Start of Extracted information

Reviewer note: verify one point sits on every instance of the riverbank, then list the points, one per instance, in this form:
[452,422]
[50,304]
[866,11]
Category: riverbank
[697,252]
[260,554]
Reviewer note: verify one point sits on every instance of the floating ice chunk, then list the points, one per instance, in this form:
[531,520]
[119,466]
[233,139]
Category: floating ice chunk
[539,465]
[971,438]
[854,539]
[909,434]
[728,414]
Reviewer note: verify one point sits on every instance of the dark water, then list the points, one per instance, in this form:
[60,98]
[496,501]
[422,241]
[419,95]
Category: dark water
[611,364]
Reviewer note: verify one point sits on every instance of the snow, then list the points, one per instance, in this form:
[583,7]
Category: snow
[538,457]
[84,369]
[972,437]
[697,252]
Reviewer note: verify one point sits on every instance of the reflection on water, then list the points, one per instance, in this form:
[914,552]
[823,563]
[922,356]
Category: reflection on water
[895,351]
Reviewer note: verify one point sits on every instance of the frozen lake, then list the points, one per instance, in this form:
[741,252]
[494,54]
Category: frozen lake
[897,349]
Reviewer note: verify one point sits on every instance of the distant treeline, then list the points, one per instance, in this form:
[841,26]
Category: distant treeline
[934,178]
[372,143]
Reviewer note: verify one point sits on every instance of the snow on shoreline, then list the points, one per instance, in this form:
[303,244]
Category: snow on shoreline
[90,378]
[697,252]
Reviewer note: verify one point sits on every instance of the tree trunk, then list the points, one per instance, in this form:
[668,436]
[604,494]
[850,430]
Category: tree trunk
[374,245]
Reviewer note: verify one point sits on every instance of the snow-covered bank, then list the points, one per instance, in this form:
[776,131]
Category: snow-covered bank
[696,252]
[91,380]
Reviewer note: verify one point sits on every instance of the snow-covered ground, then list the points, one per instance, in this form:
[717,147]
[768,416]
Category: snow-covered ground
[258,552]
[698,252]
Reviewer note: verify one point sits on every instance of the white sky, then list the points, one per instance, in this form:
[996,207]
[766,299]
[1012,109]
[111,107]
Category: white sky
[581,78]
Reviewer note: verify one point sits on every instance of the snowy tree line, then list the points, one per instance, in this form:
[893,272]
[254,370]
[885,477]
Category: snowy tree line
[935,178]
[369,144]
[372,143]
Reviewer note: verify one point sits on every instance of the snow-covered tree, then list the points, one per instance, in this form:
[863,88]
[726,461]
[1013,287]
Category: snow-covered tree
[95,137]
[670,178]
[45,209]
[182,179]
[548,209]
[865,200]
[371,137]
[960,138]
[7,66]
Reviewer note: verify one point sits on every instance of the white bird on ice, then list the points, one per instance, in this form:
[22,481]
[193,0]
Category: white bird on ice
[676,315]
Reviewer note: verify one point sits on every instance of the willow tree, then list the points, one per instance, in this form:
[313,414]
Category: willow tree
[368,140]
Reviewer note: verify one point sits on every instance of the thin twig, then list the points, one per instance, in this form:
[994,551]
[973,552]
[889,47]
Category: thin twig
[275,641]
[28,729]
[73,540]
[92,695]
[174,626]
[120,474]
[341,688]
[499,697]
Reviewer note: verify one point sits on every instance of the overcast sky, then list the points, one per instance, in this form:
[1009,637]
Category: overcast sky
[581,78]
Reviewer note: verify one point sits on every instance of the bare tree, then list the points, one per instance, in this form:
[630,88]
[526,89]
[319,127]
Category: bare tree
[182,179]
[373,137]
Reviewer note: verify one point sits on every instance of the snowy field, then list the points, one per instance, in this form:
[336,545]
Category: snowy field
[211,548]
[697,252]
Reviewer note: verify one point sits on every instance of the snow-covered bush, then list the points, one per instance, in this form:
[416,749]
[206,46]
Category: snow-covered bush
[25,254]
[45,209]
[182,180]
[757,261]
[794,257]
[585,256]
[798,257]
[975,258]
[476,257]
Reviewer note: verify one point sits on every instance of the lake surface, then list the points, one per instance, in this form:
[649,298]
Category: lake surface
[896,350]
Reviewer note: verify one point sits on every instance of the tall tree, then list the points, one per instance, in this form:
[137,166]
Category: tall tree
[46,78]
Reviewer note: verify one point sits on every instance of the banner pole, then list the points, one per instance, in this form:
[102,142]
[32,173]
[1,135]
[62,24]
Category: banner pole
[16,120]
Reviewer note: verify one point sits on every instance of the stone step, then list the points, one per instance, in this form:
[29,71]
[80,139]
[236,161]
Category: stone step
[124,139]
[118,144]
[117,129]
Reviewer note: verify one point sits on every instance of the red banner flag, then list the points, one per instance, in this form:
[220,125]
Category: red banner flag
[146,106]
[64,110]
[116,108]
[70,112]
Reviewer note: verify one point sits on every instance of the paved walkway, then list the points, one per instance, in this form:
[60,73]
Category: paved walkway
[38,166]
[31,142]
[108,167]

End of Extracted information

» **Work instruction**:
Your task is to reproduce exactly the lines that begin at the line containing "Category: tall tree" and end at the final line of the data above.

» **Result for this exercise**:
Category: tall tree
[46,78]
Reviewer note: verify one point sits on every instance of the banner pole, then list the points, one per instance, in this form:
[102,142]
[32,173]
[1,135]
[62,24]
Category: banner pole
[16,120]
Reviewer note: verify one point sits on every instance of the stone step, then list the points, one per instance, in this form:
[29,71]
[80,139]
[236,161]
Category: stone step
[124,139]
[118,144]
[117,129]
Reviewer note: verify one point sits on every instance of the red banner flag, then list the points, one per instance, in this form:
[220,125]
Category: red banner flag
[146,106]
[64,110]
[116,108]
[70,112]
Reviewer note: verify one point sits on every instance of the paved walkway, then list the points, one per instance, in this form:
[60,73]
Category: paved walkway
[38,166]
[31,142]
[108,167]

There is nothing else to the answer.